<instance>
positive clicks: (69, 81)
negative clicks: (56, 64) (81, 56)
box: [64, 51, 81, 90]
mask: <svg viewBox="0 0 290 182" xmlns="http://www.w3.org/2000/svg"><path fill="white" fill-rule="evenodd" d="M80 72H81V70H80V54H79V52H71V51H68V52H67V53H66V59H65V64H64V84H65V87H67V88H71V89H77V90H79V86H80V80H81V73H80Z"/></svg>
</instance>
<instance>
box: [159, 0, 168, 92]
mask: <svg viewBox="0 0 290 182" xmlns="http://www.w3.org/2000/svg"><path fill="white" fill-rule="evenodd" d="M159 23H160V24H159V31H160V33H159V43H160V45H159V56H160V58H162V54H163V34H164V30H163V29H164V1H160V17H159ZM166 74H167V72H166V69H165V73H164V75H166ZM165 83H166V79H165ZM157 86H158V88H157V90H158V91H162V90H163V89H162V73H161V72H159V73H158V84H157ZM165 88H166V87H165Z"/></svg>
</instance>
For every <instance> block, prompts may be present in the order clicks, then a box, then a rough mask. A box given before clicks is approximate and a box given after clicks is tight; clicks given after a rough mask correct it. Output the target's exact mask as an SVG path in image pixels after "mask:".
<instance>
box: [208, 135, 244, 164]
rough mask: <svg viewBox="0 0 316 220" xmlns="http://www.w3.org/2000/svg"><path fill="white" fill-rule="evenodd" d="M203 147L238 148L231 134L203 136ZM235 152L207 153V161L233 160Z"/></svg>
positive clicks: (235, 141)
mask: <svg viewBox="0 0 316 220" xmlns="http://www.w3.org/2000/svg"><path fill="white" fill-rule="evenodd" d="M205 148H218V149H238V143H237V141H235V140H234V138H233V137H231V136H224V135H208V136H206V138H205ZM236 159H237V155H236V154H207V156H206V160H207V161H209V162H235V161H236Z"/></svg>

::::::::::

## What you are asked to do
Repeat the material above exactly, including every line.

## Solution to this exercise
<instance>
positive clicks: (69, 81)
negative clicks: (56, 64) (81, 56)
box: [64, 51, 81, 90]
mask: <svg viewBox="0 0 290 182" xmlns="http://www.w3.org/2000/svg"><path fill="white" fill-rule="evenodd" d="M80 72H81V70H80V54H79V52H71V51H68V52H67V53H66V59H65V64H64V84H65V87H67V88H71V89H77V90H79V86H80V80H81V73H80Z"/></svg>
</instance>
<instance>
box: [159, 0, 168, 92]
mask: <svg viewBox="0 0 290 182" xmlns="http://www.w3.org/2000/svg"><path fill="white" fill-rule="evenodd" d="M159 23H160V24H159V31H160V33H159V43H160V45H159V56H160V58H162V54H163V34H164V30H163V29H164V1H160V17H159ZM166 74H167V72H166V69H165V73H164V75H166ZM165 83H166V79H165ZM157 86H158V88H157V90H158V91H162V90H163V89H162V73H161V72H159V73H158V84H157ZM165 88H166V87H165Z"/></svg>
</instance>
For every <instance> block, prompts may be present in the order clicks, then a box, then a rough mask. A box given before clicks is approximate and a box given after clicks is tight; clicks given after a rough mask correct it. Output the target's exact mask as an SVG path in image pixels after "mask:".
<instance>
box: [208, 135, 244, 164]
rough mask: <svg viewBox="0 0 316 220" xmlns="http://www.w3.org/2000/svg"><path fill="white" fill-rule="evenodd" d="M203 147L238 148L231 134L203 136ZM235 152L207 153V161L233 160Z"/></svg>
positive clicks: (235, 141)
mask: <svg viewBox="0 0 316 220" xmlns="http://www.w3.org/2000/svg"><path fill="white" fill-rule="evenodd" d="M205 148H218V149H238V143H237V141H235V140H234V138H233V137H231V136H224V135H208V136H206V138H205ZM236 159H237V155H236V154H207V156H206V160H207V161H209V162H235V161H236Z"/></svg>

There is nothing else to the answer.